-- TASK DESCRIPTION --
Each line of the entries that mentions the string "mirror" needs to be reported.

═══ RECORD EXCERPTS ═══

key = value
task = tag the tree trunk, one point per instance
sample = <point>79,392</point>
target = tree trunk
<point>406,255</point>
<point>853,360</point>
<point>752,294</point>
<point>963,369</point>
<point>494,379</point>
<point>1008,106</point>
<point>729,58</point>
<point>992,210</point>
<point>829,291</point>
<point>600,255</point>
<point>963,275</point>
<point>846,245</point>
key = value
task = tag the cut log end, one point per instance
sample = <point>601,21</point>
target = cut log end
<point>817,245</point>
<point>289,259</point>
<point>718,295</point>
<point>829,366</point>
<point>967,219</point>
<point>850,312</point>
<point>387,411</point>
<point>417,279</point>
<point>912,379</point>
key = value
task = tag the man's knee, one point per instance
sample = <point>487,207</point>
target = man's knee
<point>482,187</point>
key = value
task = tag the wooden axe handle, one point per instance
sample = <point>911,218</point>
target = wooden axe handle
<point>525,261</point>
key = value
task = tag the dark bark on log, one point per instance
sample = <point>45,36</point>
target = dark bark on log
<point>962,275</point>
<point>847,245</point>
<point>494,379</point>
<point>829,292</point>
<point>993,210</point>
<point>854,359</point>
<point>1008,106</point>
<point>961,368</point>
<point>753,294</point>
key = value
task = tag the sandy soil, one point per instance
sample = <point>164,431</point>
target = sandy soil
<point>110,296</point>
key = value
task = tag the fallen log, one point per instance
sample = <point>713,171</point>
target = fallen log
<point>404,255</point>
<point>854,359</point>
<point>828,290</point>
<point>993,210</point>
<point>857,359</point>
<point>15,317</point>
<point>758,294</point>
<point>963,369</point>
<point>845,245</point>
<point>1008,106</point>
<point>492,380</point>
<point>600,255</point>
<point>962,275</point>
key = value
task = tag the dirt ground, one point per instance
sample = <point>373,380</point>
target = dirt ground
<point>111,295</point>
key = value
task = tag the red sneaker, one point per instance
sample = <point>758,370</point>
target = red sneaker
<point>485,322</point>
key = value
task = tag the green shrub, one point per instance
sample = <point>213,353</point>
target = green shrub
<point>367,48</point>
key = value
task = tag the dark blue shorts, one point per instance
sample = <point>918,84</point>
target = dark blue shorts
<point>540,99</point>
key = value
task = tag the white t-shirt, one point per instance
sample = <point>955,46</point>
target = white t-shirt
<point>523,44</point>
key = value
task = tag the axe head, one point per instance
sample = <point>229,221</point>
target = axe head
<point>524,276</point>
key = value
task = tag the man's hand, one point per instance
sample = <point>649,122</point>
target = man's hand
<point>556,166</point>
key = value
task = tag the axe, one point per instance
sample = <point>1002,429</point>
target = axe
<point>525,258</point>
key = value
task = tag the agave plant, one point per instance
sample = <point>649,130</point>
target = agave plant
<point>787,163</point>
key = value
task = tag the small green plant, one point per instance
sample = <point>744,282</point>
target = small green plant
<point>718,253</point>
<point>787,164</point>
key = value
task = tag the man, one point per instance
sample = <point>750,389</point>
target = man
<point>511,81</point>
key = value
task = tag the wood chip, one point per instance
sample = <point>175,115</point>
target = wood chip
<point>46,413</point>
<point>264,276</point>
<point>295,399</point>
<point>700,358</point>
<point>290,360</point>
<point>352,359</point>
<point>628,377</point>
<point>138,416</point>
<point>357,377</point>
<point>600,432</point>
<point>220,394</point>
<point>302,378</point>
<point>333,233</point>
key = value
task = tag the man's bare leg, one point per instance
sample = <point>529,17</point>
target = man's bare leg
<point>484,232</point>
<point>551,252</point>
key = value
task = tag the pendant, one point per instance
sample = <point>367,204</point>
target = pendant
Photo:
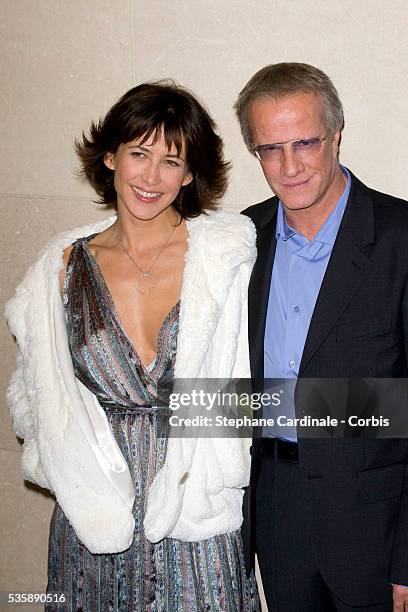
<point>145,283</point>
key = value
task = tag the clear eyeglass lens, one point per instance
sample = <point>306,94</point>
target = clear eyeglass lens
<point>303,148</point>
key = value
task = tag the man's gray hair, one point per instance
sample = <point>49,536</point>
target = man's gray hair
<point>284,79</point>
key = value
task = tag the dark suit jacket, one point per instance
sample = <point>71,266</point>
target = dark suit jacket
<point>356,489</point>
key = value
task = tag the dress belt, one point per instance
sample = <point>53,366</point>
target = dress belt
<point>280,449</point>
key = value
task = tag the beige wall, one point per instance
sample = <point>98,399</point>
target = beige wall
<point>63,63</point>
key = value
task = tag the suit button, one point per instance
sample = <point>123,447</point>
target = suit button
<point>184,478</point>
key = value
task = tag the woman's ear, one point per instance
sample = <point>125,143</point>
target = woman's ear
<point>109,161</point>
<point>187,179</point>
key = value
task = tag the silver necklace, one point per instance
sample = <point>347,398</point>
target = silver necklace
<point>145,282</point>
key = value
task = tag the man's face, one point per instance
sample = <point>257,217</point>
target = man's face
<point>300,181</point>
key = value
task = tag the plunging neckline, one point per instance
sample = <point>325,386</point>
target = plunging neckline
<point>152,365</point>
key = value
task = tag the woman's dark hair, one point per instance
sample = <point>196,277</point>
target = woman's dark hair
<point>152,109</point>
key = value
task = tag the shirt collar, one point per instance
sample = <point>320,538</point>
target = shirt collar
<point>328,232</point>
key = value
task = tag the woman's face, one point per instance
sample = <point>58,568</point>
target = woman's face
<point>147,177</point>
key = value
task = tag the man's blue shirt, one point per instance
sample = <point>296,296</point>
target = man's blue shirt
<point>297,275</point>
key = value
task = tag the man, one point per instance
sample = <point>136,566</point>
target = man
<point>328,517</point>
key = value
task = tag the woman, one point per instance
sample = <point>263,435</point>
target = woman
<point>156,292</point>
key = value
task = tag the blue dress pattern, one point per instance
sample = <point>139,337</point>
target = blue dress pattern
<point>170,576</point>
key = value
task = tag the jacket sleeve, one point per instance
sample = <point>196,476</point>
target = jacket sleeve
<point>399,555</point>
<point>18,394</point>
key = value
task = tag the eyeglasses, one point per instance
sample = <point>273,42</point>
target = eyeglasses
<point>304,149</point>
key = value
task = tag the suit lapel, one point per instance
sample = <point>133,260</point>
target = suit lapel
<point>346,270</point>
<point>258,295</point>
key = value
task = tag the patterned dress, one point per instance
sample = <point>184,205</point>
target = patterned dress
<point>170,576</point>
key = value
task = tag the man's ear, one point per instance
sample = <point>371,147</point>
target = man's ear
<point>109,161</point>
<point>336,142</point>
<point>187,179</point>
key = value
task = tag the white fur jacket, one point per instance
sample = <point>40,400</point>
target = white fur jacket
<point>68,445</point>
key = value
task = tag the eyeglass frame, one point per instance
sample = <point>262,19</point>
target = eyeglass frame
<point>255,150</point>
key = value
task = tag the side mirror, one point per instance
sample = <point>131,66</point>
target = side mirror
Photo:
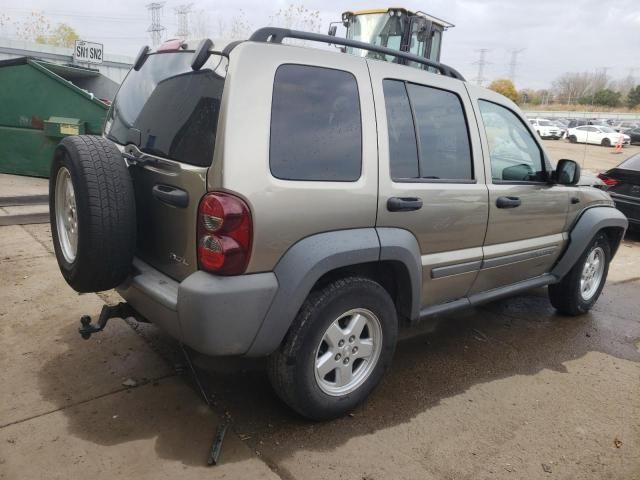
<point>201,55</point>
<point>141,58</point>
<point>567,172</point>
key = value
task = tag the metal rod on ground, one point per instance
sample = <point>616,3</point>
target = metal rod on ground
<point>216,446</point>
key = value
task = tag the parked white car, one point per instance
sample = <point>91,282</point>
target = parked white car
<point>545,128</point>
<point>597,135</point>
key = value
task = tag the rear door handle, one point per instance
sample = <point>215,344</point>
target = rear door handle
<point>404,204</point>
<point>173,196</point>
<point>508,202</point>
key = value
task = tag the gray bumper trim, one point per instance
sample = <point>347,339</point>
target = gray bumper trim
<point>211,314</point>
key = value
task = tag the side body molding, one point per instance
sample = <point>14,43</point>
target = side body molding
<point>304,263</point>
<point>300,268</point>
<point>589,223</point>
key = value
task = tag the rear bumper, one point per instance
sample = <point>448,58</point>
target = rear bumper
<point>211,314</point>
<point>630,206</point>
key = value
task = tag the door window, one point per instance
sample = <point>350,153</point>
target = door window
<point>428,134</point>
<point>514,153</point>
<point>316,130</point>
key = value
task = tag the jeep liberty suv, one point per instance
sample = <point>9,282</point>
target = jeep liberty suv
<point>302,204</point>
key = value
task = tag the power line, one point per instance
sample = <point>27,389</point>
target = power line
<point>513,63</point>
<point>482,62</point>
<point>183,12</point>
<point>155,28</point>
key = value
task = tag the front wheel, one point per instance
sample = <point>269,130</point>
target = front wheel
<point>579,290</point>
<point>337,349</point>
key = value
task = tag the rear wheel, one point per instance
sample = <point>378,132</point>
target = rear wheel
<point>337,349</point>
<point>579,290</point>
<point>92,213</point>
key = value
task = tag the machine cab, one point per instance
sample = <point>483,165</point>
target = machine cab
<point>398,29</point>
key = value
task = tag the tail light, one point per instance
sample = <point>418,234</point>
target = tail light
<point>608,181</point>
<point>225,233</point>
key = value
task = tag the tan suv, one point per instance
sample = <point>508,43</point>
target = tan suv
<point>302,204</point>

═══

-- ANSWER SECTION --
task = tag the side mirror, one point per instance
target = side mirror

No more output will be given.